→ The task: Render every line of the entries below as a single JSON list of strings, one string per line, with blank lines omitted.

→ Excerpted records:
============================================================

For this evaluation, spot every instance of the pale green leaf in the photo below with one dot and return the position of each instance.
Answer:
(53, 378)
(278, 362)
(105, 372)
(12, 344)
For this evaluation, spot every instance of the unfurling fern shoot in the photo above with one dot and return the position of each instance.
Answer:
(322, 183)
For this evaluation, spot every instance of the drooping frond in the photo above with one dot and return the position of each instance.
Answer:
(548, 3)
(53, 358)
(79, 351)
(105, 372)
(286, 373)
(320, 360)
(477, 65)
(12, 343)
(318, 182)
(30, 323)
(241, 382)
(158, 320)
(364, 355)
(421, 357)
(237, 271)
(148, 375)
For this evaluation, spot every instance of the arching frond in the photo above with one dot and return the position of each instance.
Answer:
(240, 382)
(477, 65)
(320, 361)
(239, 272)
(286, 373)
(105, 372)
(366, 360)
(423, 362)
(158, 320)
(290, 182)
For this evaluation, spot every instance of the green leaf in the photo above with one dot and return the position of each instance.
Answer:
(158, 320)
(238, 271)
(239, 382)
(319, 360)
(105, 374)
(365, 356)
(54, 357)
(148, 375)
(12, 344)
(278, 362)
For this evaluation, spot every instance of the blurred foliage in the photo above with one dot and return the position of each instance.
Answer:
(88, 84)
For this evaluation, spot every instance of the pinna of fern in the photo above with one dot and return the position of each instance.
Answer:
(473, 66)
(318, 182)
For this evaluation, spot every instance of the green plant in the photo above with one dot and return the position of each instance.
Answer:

============================================================

→ Response to this task:
[
  "For this evaluation, spot every instance of the pale green leaf in the photo below with one dot and return the position of each instance.",
  "Answer:",
  "(53, 378)",
  "(278, 362)",
  "(105, 372)",
  "(12, 344)",
  "For this evaluation, spot every instance of the unfurling fern shoot in the photo above with one dot and return the position of each instance.",
  "Answer:",
  "(322, 183)",
  "For this evaluation, spot every instance of the drooping frond in the photo above with one dot and return the position of each instance.",
  "Answer:",
  "(548, 3)",
  "(53, 358)",
  "(79, 351)",
  "(105, 372)",
  "(286, 373)",
  "(320, 360)",
  "(477, 65)",
  "(12, 343)",
  "(318, 182)",
  "(30, 323)",
  "(241, 382)",
  "(158, 320)",
  "(364, 355)",
  "(421, 357)",
  "(237, 271)",
  "(148, 375)",
  "For this evaluation, spot every instance of the arching frond in the photo above with one dot and return the position of each instance.",
  "Answer:",
  "(240, 382)",
  "(477, 65)",
  "(320, 361)",
  "(239, 272)",
  "(286, 373)",
  "(105, 372)",
  "(366, 360)",
  "(423, 362)",
  "(158, 320)",
  "(290, 182)",
  "For this evaluation, spot every instance of the green leaf in the photo above with one dot and return the position of each instance.",
  "Answer:",
  "(158, 320)",
  "(238, 271)",
  "(239, 382)",
  "(319, 360)",
  "(105, 374)",
  "(365, 356)",
  "(54, 357)",
  "(148, 375)",
  "(12, 344)",
  "(278, 362)",
  "For this evaluation, spot every instance of the blurred foliage in the photo above with one dot and return the position of each instance.",
  "Answer:",
  "(88, 84)",
  "For this evaluation, spot every instance of the pinna of fern in the photo above with one dot and return the position of each instance.",
  "Answer:",
  "(473, 66)",
  "(318, 182)",
  "For this evaluation, spot every instance of the green plant in the photo above with one dot and return the position of each instance.",
  "Answer:"
]